— START Text block —

Ruleset is a bottom-up S-attributed online forward-chaining CSG parser library for Rust, meant to be one of the most general parsing frameworks in the world.
Our algorithm constructs well-formed substring tables (so-called “charts”) quite similar to the CYK algorithm, but with the essence of Earley parsing. Compared to well-known parsing techniques, we achieved multiple improvements, IBNLT:
- Normalizations such as CNF and KNF are no longer required
- Factorings and eliminations are no longer required
- Monotonic grammars, thus context-sensitive grammars, are supported
- Synthesized attributes i.e. computations & conditionals are supported
- Online parsing i.e. streamed inputs, undos and redos are supported
Targeted applications:
- Experimenting with formal grammars
- Implementing parsers for natural or constructed languages
Note that Ruleset is not a parser code generator, but rather a parser runtime with a set of APIs to build and manipulate parsers dynamically.
One of the drawbacks of Ruleset is that it uses proc-macro to define grammars; due to the current limitation of rustfmt
, your grammar won't be auto-formatted. Another drawback is that the macro expands into Rust's pattern-matching code, so there's no obvious way to perform goal-directed operations like prediction.
Currently, this library is only a PoC implementation in the millionaires' programming style; any kind of substantial performance optimizations are yet to be done.
cargo add ruleset
Capability. By supporting monotonic grammars, enumerating every possible parse trees, and operating online, Ruleset aims to be a “safety net” where your work-in-progress grammar might grow context-sensitive, ambiguous, modified dynamically, or just in case you're too lazy to worry about it.
Visualizability. Ruleset maintains the internal parsing state as an easy-to-visualize two-dimensional table, so at any time in the midst of parsing, you can inspect the internal state to understand how your grammar is working. This largely helps when you were to design, formalize, or debug your grammar.
Simplicity. The syntax of the ruleset!

— END Text block —
— START Dataset content —

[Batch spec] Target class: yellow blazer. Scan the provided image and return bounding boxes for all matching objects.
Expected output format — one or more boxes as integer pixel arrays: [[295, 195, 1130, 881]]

— END Dataset content —

Problems
**1)** Reproduce the stretch of the Ruleset text from "One of the drawbacks" through "worry about it.".
**2)** Answer these questions from the Ruleset text:
(a) What does Ruleset use to define grammars?
(b) What command installs the library?
(c) In what form does Ruleset keep its internal parsing state?

The solutions
**1)**
One of the drawbacks of Ruleset is that it uses proc-macro to define grammars; due to the current limitation of rustfmt
, your grammar won't be auto-formatted. Another drawback is that the macro expands into Rust's pattern-matching code, so there's no obvious way to perform goal-directed operations like prediction.
Currently, this library is only a PoC implementation in the millionaires' programming style; any kind of substantial performance optimizations are yet to be done.
cargo add ruleset
Capability. By supporting monotonic grammars, enumerating every possible parse trees, and operating online, Ruleset aims to be a “safety net” where your work-in-progress grammar might grow context-sensitive, ambiguous, modified dynamically, or just in case you're too lazy to worry about it.

**2)**
(a) Proc-macro.
(b) cargo add ruleset
(c) As an easy-to-visualize two-dimensional table.